» PROBLEM:
Every line below that includes "shirt" counts toward the total. Report that total alone.

Data entries:
▬▬▬
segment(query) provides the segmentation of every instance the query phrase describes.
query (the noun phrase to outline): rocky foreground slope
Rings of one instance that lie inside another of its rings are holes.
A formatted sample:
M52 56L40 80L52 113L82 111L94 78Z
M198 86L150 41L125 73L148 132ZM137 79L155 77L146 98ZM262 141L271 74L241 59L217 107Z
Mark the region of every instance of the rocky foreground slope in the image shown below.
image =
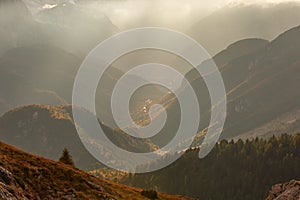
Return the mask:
▬▬▬
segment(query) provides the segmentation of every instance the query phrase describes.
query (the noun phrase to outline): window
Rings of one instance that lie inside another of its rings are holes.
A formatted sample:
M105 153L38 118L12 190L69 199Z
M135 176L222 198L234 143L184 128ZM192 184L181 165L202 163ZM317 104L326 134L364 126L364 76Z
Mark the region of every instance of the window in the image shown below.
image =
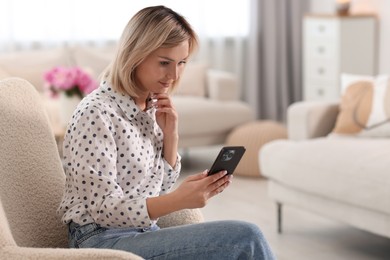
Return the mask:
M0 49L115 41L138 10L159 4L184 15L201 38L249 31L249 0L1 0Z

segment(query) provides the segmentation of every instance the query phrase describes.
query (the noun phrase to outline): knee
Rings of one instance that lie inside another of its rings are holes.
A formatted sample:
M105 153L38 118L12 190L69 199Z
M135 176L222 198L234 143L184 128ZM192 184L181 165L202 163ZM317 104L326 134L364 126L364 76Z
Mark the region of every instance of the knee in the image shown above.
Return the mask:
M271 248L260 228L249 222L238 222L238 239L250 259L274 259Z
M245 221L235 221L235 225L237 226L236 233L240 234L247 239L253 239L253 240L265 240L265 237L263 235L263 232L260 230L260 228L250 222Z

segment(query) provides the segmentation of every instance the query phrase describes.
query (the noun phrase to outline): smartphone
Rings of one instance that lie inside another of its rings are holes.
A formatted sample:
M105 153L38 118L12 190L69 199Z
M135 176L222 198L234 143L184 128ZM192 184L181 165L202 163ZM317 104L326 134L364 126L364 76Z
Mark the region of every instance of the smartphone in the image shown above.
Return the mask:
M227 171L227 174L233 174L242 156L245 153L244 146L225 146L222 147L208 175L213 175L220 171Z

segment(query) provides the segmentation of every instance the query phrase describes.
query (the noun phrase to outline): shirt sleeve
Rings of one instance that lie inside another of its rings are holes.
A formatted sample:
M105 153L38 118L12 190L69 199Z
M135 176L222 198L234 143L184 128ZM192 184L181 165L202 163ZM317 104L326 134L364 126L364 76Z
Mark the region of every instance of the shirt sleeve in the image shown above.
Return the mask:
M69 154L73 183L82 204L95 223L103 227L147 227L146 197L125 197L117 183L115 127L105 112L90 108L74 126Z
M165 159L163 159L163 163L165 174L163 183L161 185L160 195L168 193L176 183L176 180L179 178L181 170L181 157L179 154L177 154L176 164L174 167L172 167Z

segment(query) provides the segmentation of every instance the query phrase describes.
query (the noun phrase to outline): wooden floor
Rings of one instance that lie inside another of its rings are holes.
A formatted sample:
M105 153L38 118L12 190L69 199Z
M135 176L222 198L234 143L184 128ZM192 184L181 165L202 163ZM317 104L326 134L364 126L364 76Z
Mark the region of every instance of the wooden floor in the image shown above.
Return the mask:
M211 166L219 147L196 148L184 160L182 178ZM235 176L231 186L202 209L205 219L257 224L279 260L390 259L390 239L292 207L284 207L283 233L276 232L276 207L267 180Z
▬▬▬
» EXERCISE RESPONSE:
2